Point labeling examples
---

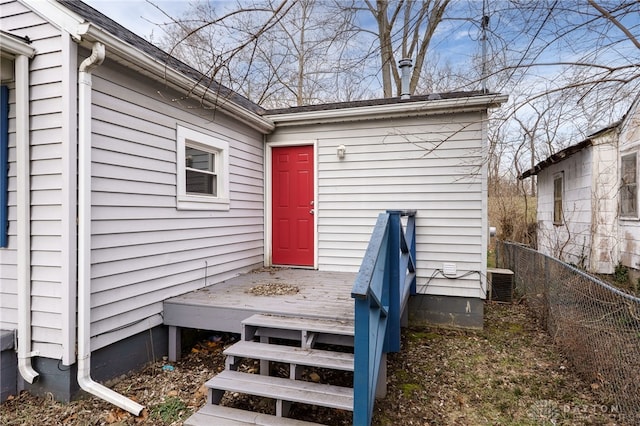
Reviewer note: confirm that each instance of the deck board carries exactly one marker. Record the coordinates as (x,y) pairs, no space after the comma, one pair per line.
(222,306)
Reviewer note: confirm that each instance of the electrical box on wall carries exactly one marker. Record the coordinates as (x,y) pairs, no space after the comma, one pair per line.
(449,269)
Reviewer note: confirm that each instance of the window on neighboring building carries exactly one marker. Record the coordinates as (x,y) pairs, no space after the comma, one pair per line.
(4,166)
(557,199)
(202,171)
(629,185)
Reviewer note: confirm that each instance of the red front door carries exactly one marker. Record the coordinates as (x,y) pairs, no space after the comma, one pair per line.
(292,206)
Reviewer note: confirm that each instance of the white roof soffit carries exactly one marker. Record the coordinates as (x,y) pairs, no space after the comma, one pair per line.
(392,110)
(12,46)
(81,30)
(165,74)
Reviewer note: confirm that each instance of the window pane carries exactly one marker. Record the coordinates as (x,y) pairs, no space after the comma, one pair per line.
(198,159)
(201,183)
(629,186)
(557,200)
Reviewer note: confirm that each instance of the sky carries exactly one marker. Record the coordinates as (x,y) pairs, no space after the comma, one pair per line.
(139,16)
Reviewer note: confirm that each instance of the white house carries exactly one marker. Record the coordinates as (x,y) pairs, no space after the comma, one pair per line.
(122,189)
(588,199)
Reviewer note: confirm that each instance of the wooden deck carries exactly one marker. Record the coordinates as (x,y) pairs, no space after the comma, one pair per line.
(223,306)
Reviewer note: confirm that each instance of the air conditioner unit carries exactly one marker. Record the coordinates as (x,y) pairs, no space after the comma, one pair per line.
(500,285)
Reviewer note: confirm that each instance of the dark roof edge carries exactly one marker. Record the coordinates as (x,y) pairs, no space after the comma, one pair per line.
(109,25)
(375,102)
(567,152)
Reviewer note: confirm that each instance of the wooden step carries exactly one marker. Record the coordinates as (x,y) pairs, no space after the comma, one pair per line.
(315,325)
(308,331)
(218,415)
(290,355)
(280,389)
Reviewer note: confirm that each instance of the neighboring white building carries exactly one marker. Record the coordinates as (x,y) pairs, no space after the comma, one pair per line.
(113,169)
(588,199)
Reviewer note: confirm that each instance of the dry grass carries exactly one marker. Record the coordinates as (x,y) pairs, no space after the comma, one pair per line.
(509,374)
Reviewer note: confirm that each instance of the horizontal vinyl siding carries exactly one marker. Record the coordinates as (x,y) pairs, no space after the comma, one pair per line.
(431,164)
(629,229)
(144,250)
(46,176)
(570,242)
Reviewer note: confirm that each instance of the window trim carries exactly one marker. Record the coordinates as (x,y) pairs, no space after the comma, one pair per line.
(558,221)
(196,139)
(635,215)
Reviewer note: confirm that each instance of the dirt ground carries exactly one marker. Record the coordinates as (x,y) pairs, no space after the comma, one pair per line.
(508,374)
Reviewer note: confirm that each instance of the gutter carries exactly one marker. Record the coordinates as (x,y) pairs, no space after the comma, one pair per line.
(84,238)
(23,204)
(391,110)
(90,32)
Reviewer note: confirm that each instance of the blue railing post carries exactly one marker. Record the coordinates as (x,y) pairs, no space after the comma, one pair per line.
(411,235)
(386,278)
(392,340)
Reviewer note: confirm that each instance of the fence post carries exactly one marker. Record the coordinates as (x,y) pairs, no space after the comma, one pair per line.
(392,339)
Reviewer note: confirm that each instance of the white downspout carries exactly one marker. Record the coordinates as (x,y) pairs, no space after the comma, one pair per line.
(23,204)
(84,238)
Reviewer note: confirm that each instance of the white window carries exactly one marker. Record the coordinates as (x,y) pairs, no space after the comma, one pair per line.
(202,171)
(629,186)
(557,199)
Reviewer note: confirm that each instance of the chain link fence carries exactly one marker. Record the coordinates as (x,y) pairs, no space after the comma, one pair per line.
(595,324)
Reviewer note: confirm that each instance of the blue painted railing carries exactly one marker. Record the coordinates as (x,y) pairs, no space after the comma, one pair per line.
(386,278)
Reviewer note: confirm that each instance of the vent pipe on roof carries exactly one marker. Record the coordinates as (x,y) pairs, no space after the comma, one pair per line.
(405,69)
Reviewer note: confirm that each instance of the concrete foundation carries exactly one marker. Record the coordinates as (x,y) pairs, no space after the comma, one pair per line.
(120,358)
(8,366)
(446,311)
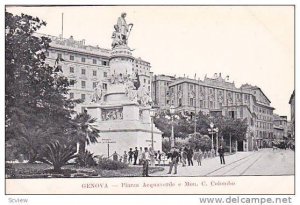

---

--- Stated task ---
Rewrite all of the data above with "Reviewer note" replaced by "Annotator note" and nothing else changed. Leave out the pictures.

--- Reply to the exercise ---
Annotator note: confirm that each instance of the deck board carries exactly one marker. Record the coordinates as (x,y) pairs, no space after the comma, one pair per line.
(222,306)
Annotator note: confirm that each instance of the electrical box on wall carries exactly one marker. Record the coordinates as (x,y) pairs, no space after the comma, one pair per line.
(449,269)
Annotator note: confirm that each instance of the window on neighboring building carries exactly one marker. Record the coordinates as (x,y) pairs, no space after the comma, one pair per line.
(4,166)
(557,199)
(202,171)
(629,185)
Annotator note: confirm that each instance of the red front door carries exactly one marker. Record the coordinates as (x,y) pairs, no space after the comma, one pair per line.
(292,206)
Annotator note: confirm that each instance of the white roof soffit carries exactly one marker. Record the coordinates as (x,y) pairs, no space after the comma, one pair per line.
(392,110)
(12,46)
(81,30)
(165,74)
Annotator note: confirm that each instance of the window pane carries exactly one marker. Record the coordinates as (x,y) pairs, no space after the comma, one pair per line.
(198,159)
(201,183)
(629,186)
(557,200)
Annotator note: confirm that each instance of the sky carries exactly one marker. Record the coordinates as (x,y) pairs, no space after the comma, one pair per line.
(139,16)
Annotator note: confirm that each instance of the white house carries exactly one marker. Record the coordinates as (x,y) pairs, no space after the comma, one pair per line.
(122,189)
(588,199)
Annotator note: confirm that each instance of the wooden deck carries exactly one marker. Record the coordinates as (x,y) pairs, no space after the comma, one pair per line.
(223,306)
Annotator note: confirm that each instance of the air conditioner unit carries exactly one marker. Record the coordinates as (x,y) pairs, no space after the comma, one pair per line.
(500,285)
Annotator note: confirm that each instance of the dark roof edge carries exactly one marker. Record the coordinates as (x,y) pairs, no space after the comma, one pair per line.
(109,25)
(375,102)
(567,152)
Annotator note: confirm that each instance of the wooden step carries exactly one marker. Record the coordinates as (x,y) pairs, no space after the comma, one pair per line.
(315,325)
(308,331)
(218,415)
(290,355)
(280,389)
Annotator note: confirm that each instance of the neighboring white building carries exactly one marker. Record the coordinates as (x,y) pairs, no space after the comma, one pair per line.
(113,169)
(588,199)
Annotator note: confirm that each instance of the dry grass carries exactly one marker. Record the coordinates as (x,y) pairs, no space after the comma, one pair per line.
(509,374)
Annotator note: confirm that each instance of the horizontal vinyl siding carries exactly one marker. Record the coordinates as (x,y) pairs, no space after the comma, one pair per line.
(431,164)
(629,229)
(144,250)
(46,176)
(570,242)
Annotator note: confirm that each instance of the window trim carries exactly one marker. Record the coordinates as (x,y) pairs, no space after the comma, one pair per line.
(558,221)
(196,139)
(635,215)
Annotator note: confirm that each instance of the dirt ground carries exactly one marker. Record the coordinates as (x,y) pairs, no space after the comma, one pair per line.
(508,374)
Annotator note: confirm that each instance of the gutter carries exactly one marker. Record the coordinates as (x,y) pairs, no space after the comma, one pair per line.
(84,238)
(23,204)
(391,110)
(90,32)
Annotator note: confirm that each instance of the blue railing post carries exactly one marker. Record the coordinates as (x,y) pairs, no space after the comma, one pair per line.
(411,235)
(386,278)
(392,340)
Annotator note: confirm that each instance of the fence post carries exactly one marker. Record the coordinates as (x,y) pairs, no space after the comma, one pair per line.
(392,339)
Annotator note: confirm that each instance of the white downspout carries exactly one marker. Record the coordinates as (x,y) pairs, no space after the comma, one pair per line.
(23,204)
(84,238)
Annotator note: confirm that each instance of the white window carries exactly one marker. Record the coordinates as (x,y) pairs, no space after the comma, one pair per line.
(202,171)
(629,186)
(557,199)
Annotator note: confirm that each instance of the chain link fence carries exactly one marker. Record the coordinates as (x,y) pairs, no space after the comma, one pair per line.
(595,324)
Annotator note: confirm that each instance of the blue painted railing carries exactly one marker. Record the coordinates as (x,y) pairs, no space after the comma, one pair per line.
(386,278)
Annotator note: confirm that each instance of the vent pipe on roof carries exactly one marker. Record the coordinates as (x,y) pairs, no space after the comma, one pair per line.
(405,69)
Annotator note: confirm that each instance of the concrete foundation carries exactly one marker. Record the coordinates as (x,y) pairs, no space after the comma, one pair per line.
(120,358)
(8,366)
(446,311)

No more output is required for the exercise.